Records from a data source:
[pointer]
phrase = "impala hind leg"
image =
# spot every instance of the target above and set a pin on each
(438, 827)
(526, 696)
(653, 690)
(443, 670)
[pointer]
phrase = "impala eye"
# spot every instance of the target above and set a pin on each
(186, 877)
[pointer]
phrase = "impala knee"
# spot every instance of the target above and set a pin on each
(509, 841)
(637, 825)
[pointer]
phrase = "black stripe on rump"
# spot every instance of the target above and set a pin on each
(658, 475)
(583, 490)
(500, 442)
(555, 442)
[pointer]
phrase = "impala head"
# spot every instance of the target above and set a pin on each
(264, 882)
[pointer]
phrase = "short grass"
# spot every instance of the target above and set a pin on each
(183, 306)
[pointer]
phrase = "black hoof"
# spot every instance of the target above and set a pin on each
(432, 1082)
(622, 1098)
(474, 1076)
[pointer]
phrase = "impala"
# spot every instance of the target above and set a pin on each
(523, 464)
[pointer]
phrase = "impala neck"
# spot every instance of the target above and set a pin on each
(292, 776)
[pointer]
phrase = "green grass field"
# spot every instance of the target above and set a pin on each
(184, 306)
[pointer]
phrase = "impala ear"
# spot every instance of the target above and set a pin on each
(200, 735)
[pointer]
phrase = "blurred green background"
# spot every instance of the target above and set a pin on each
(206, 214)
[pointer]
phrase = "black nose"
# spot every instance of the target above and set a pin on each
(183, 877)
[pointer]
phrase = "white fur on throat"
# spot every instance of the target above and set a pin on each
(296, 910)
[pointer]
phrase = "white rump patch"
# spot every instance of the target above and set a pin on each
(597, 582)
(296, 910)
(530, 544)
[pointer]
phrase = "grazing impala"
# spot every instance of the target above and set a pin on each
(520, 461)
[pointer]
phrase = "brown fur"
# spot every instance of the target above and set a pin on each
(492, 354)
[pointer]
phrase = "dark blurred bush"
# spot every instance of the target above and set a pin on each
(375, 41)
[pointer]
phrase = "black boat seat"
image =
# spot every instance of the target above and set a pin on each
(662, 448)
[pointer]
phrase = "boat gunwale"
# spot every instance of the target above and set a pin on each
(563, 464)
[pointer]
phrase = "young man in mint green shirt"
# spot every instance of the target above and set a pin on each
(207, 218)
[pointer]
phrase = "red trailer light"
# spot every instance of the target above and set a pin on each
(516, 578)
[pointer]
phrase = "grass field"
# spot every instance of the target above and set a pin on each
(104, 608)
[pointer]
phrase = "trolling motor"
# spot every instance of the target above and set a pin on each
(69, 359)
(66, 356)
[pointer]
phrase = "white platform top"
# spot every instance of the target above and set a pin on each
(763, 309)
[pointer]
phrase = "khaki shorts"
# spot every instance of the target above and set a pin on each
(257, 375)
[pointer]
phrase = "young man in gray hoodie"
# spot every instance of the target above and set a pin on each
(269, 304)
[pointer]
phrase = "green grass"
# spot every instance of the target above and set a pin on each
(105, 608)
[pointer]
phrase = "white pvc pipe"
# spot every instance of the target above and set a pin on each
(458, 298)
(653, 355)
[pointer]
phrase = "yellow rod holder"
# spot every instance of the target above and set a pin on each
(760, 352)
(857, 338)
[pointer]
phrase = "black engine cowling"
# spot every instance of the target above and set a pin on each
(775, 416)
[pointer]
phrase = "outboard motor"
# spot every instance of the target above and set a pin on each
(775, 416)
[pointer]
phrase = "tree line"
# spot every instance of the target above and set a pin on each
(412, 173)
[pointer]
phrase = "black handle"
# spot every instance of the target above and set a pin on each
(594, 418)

_Exercise brief_.
Lines holding the word "green" in the entries above are the ones to pull out. Copy them all.

_Solution to this task_.
phrase = "green grass field"
phrase = "blurred green background"
phrase = "young man in mint green shirt"
phrase = "green grass"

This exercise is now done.